In mathematics, a stopped process is a stochastic process that is forced to assume the same value after a prescribed (possibly random) time.

Definition

Let

  • [math]\displaystyle{ (\Omega, \mathcal{F}, \mathbb{P}) }[/math] be a probability space;
  • [math]\displaystyle{ (\mathbb{X}, \mathcal{A}) }[/math] be a measurable space;
  • [math]\displaystyle{ X : [0, + \infty) \times \Omega \to \mathbb{X} }[/math] be a stochastic process;
  • [math]\displaystyle{ \tau : \Omega \to [0, + \infty] }[/math] be a stopping time with respect to some filtration [math]\displaystyle{ \{ \mathcal{F}_{t} | t \geq 0 \} }[/math] of [math]\displaystyle{ {}\mathcal{F} }[/math].

Then the stopped process [math]\displaystyle{ X^{\tau} }[/math] is defined for [math]\displaystyle{ t \geq 0 }[/math] and [math]\displaystyle{ \omega \in \Omega }[/math] by

[math]\displaystyle{ X_{t}^{\tau} (\omega) := X_{\min \{ t, \tau (\omega) \}} (\omega). }[/math]

Examples

Gambling

Consider a gambler playing roulette. Xt denotes the gambler's total holdings in the casino at time t ≥ 0, which may or may not be allowed to be negative, depending on whether or not the casino offers credit. Let Yt denote what the gambler's holdings would be if he/she could obtain unlimited credit (so Y can attain negative values).

  • Stopping at a deterministic time: suppose that the casino is prepared to lend the gambler unlimited credit, and that the gambler resolves to leave the game at a predetermined time T, regardless of the state of play. Then X is really the stopped process YT, since the gambler's account remains in the same state after leaving the game as it was in at the moment that the gambler left the game.
  • Stopping at a random time: suppose that the gambler has no other sources of revenue, and that the casino will not extend its customers credit. The gambler resolves to play until and unless he/she goes broke. Then the random time
[math]\displaystyle{ \tau (\omega) := \inf \{ t \geq 0 | Y_{t} (\omega) = 0 \} }[/math]

is a stopping time for Y, and, since the gambler cannot continue to play after he/she has exhausted his/her resources, X is the stopped process Yτ.

Brownian motion

Let [math]\displaystyle{ B : [0, + \infty) \times \Omega \to \mathbb{R} }[/math] be a one-dimensional standard Brownian motion starting at zero.

+++

# Written tasks:
A) Reproduce the passage from the text on stopped processes that begins at the words "Consider a gambler" and ends after the words "left the game.".
B) Translate this sentence from the text on stopped processes into Spanish: "In mathematics, a stopped process is a stochastic process that is forced to assume the same value after a prescribed (possibly random) time."

# Information provided:
+++

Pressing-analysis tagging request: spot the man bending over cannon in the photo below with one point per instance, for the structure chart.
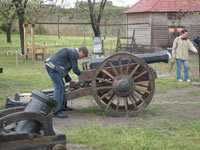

+++

# Results for each task:
A)
Consider a gambler playing roulette. Xt denotes the gambler's total holdings in the casino at time t ≥ 0, which may or may not be allowed to be negative, depending on whether or not the casino offers credit. Let Yt denote what the gambler's holdings would be if he/she could obtain unlimited credit (so Y can attain negative values).

  • Stopping at a deterministic time: suppose that the casino is prepared to lend the gambler unlimited credit, and that the gambler resolves to leave the game at a predetermined time T, regardless of the state of play. Then X is really the stopped process YT, since the gambler's account remains in the same state after leaving the game as it was in at the moment that the gambler left the game.

B) En matemáticas, un proceso detenido es un proceso estocástico que está obligado a tomar el mismo valor después de un tiempo prescrito (posiblemente aleatorio).